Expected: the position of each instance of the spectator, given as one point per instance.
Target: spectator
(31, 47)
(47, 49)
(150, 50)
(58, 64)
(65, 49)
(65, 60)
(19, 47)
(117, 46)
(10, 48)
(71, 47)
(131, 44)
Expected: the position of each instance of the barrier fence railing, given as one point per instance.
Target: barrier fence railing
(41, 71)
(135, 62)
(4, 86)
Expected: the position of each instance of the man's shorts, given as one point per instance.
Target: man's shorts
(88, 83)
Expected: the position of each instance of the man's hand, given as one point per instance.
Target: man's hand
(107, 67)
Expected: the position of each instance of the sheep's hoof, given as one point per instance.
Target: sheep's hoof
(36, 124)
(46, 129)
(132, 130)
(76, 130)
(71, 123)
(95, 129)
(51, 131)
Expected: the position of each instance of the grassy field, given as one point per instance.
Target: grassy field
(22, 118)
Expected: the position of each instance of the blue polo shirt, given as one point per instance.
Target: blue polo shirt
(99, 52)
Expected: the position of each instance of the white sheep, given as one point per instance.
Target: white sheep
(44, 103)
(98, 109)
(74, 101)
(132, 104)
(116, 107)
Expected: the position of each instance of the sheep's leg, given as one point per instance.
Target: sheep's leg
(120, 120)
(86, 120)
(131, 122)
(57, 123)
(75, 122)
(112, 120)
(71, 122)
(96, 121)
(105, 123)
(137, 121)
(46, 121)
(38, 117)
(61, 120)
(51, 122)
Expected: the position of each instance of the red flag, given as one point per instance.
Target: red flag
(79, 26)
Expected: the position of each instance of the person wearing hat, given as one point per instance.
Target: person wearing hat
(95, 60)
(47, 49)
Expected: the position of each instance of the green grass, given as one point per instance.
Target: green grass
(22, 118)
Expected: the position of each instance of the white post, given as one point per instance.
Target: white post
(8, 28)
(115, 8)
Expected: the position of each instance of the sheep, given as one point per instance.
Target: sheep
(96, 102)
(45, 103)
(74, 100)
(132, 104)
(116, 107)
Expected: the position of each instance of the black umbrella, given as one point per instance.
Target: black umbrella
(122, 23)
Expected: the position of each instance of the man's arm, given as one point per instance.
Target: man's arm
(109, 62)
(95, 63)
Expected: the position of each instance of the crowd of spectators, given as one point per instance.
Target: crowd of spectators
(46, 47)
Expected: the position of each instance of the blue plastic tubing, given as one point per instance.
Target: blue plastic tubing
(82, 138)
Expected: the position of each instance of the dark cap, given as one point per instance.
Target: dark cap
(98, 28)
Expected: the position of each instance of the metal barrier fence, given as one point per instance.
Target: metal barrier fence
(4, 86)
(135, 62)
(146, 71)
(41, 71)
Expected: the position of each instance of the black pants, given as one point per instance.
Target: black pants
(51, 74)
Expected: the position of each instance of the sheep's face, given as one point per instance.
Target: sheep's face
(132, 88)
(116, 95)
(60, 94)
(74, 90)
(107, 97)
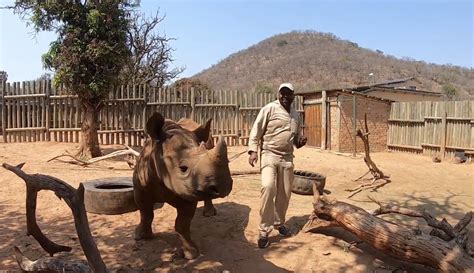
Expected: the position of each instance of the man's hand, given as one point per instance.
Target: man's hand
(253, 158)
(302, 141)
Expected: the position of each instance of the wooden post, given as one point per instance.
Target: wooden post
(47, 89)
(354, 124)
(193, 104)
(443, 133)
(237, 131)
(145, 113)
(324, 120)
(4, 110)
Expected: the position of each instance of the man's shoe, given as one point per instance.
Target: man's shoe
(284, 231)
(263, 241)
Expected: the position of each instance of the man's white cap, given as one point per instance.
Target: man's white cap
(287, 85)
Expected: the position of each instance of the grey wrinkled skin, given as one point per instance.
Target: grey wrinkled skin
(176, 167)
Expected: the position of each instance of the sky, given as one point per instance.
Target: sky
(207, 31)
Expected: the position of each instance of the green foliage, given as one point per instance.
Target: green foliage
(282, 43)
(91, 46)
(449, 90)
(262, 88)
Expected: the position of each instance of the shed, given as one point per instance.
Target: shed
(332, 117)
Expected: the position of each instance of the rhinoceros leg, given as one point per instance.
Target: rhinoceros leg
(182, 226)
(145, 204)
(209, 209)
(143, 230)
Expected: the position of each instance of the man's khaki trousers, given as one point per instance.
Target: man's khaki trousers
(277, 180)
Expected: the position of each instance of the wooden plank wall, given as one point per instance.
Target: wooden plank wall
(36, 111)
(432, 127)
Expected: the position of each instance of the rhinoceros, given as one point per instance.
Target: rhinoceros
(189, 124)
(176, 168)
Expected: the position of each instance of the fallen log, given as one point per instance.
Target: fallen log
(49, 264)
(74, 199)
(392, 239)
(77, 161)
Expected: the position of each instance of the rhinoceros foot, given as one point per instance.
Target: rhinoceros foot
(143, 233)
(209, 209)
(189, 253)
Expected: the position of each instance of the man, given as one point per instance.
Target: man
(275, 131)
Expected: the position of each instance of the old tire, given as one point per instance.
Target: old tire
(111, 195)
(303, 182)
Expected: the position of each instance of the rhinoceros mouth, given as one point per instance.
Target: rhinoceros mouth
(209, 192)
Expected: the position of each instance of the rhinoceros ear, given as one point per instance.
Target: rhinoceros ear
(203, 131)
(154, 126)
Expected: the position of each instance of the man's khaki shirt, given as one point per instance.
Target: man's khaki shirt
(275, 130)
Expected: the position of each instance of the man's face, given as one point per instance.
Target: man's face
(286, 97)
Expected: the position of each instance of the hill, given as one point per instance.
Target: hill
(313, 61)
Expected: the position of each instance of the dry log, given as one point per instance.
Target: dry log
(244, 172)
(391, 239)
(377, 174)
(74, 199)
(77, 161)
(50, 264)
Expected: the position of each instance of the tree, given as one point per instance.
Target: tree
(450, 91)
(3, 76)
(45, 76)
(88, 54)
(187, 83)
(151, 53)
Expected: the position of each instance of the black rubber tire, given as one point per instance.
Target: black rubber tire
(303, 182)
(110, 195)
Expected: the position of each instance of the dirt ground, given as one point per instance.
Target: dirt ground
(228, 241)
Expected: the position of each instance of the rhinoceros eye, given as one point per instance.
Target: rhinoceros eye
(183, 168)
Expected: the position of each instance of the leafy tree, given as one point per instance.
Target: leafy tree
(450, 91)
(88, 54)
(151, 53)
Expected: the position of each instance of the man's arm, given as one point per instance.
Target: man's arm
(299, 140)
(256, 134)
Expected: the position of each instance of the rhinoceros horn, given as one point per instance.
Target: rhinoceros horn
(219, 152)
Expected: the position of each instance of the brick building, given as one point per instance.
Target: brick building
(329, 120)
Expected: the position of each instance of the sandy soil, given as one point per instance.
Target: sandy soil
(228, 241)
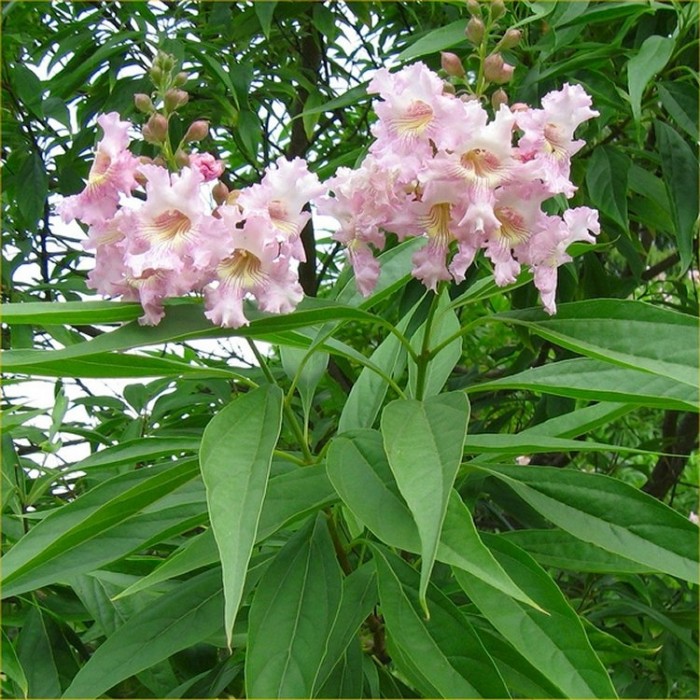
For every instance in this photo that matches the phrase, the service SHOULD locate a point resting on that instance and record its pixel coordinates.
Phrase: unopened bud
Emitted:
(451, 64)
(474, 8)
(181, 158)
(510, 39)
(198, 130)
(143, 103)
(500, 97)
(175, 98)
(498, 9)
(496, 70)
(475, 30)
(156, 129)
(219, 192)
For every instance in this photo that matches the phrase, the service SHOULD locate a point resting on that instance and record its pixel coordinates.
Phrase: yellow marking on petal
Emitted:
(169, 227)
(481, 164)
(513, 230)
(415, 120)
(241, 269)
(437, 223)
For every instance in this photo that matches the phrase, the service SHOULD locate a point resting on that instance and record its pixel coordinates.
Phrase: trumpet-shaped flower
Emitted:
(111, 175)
☆ ☆ ☆
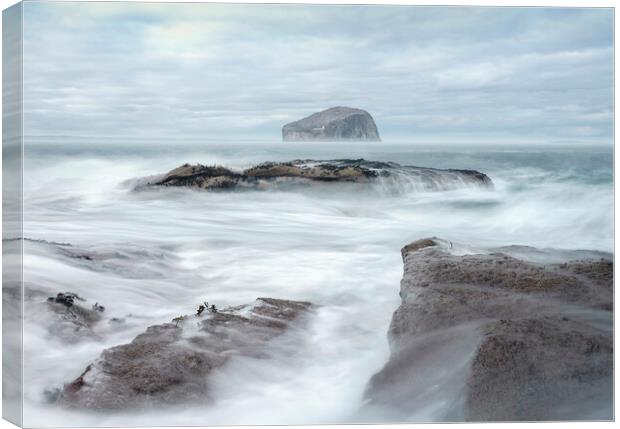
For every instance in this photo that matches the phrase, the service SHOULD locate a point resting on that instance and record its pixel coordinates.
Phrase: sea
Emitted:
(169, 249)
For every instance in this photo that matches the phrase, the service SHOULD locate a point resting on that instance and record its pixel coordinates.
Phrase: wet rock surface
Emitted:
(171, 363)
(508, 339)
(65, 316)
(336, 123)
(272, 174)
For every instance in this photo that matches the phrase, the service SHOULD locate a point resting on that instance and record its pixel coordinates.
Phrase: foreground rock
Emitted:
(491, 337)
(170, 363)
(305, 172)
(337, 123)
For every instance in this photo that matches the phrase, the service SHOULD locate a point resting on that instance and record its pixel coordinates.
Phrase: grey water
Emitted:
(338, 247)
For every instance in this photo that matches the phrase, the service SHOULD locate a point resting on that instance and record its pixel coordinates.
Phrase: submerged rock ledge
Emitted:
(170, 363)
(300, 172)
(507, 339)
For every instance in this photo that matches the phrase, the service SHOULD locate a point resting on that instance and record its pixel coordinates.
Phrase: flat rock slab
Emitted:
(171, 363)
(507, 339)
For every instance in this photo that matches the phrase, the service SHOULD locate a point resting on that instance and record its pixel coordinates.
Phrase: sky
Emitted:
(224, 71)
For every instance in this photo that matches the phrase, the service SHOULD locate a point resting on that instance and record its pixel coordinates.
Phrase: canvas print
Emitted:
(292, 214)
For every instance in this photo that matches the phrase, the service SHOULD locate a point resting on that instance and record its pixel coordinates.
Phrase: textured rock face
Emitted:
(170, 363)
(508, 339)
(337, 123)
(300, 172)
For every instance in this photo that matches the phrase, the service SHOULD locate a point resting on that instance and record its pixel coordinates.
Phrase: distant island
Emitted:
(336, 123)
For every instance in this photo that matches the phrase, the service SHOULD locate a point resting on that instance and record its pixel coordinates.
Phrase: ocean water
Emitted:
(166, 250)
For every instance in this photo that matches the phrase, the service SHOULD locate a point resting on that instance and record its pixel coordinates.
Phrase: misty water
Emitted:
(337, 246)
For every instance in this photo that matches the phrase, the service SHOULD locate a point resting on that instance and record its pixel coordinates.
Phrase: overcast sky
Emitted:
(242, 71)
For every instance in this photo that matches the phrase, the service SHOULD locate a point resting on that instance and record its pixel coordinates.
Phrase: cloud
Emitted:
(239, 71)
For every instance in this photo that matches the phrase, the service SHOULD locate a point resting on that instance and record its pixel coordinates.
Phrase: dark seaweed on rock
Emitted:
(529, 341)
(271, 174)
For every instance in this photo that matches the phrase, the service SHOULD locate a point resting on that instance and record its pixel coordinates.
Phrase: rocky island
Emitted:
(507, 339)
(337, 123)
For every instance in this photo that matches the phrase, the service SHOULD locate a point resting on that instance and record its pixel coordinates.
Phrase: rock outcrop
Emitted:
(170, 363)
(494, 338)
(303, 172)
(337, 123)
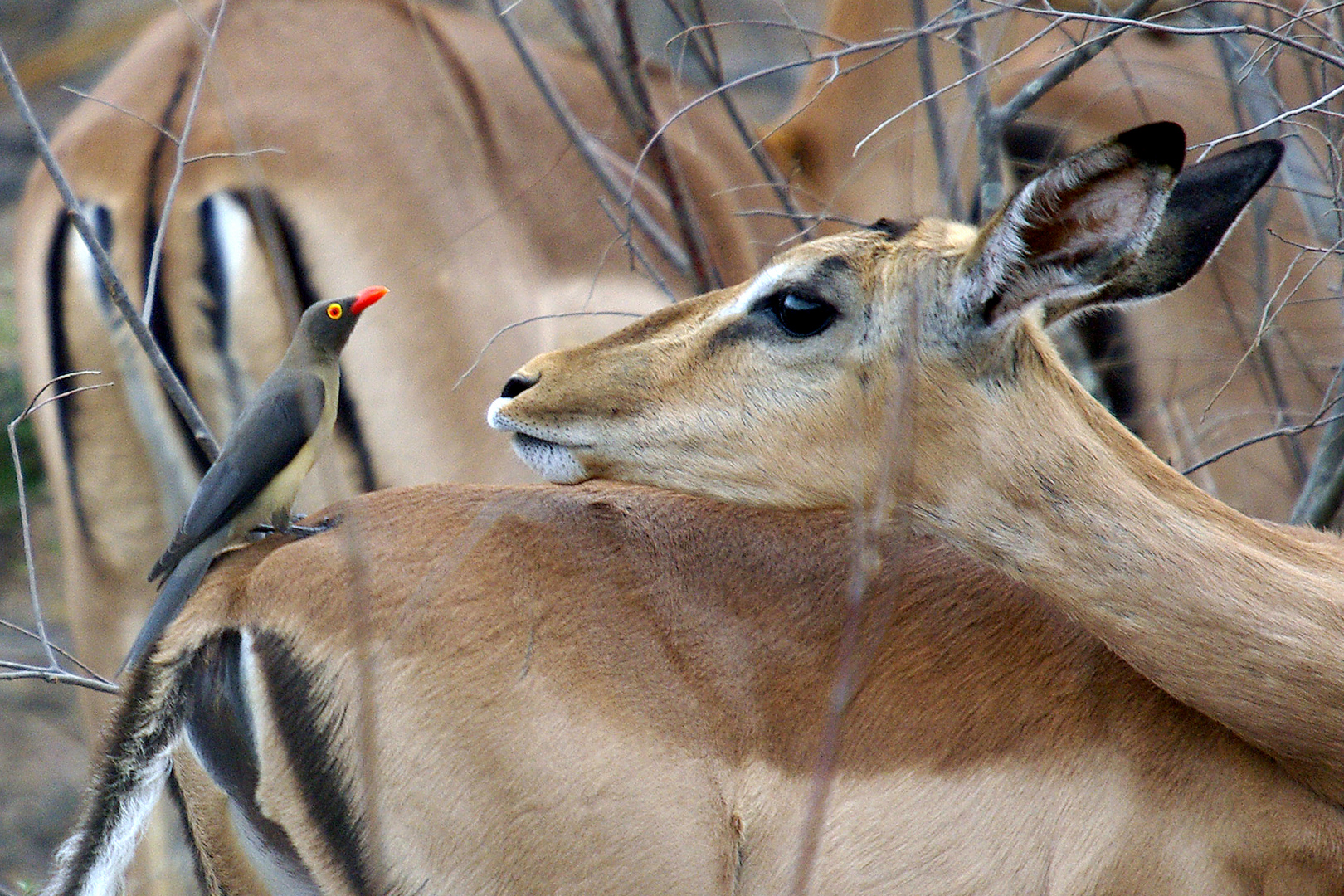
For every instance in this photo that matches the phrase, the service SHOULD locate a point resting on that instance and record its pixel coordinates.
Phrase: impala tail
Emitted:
☆ ☆ ☆
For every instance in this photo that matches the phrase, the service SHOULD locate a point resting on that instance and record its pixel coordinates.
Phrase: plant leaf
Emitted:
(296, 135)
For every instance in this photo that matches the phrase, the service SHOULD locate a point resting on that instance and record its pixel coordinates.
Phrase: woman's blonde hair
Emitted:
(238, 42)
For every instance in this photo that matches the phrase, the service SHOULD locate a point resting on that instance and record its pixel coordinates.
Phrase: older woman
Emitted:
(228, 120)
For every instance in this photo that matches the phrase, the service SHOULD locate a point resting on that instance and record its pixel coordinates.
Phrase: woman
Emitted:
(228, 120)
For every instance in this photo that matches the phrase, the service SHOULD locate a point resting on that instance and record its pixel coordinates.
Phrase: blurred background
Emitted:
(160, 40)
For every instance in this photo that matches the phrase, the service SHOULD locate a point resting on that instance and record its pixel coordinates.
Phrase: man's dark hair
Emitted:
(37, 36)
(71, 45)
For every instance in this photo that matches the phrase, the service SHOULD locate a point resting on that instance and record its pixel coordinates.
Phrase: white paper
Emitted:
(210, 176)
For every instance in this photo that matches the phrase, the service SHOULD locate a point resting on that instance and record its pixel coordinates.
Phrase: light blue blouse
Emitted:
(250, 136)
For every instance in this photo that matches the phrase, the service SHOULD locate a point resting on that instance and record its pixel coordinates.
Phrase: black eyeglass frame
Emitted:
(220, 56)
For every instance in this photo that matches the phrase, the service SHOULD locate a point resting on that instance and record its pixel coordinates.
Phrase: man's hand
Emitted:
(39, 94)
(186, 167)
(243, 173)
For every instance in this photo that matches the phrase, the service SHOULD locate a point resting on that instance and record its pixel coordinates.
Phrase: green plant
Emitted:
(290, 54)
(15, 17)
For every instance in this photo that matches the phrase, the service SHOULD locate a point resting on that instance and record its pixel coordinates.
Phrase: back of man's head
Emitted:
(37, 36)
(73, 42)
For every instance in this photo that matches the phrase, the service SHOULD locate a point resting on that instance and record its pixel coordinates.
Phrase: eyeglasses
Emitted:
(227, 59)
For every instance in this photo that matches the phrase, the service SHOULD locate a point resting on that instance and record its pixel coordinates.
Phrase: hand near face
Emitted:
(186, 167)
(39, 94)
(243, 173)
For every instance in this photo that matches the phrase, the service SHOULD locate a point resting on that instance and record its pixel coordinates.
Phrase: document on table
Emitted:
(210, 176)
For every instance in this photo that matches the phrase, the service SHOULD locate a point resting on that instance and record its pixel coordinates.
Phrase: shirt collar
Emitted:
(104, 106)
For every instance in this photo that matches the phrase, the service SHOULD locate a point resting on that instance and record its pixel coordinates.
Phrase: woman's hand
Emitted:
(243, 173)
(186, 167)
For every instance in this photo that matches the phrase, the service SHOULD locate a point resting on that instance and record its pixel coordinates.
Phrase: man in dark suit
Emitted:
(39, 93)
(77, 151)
☆ ☆ ☆
Prompt –
Gather every line of the data above that contains the string "trousers", treating uppercase and lowercase letters as distinct.

Completed exercise –
Expected: the position of each instance of the man's khaki trousers, given as one point per instance.
Target: man's khaki trousers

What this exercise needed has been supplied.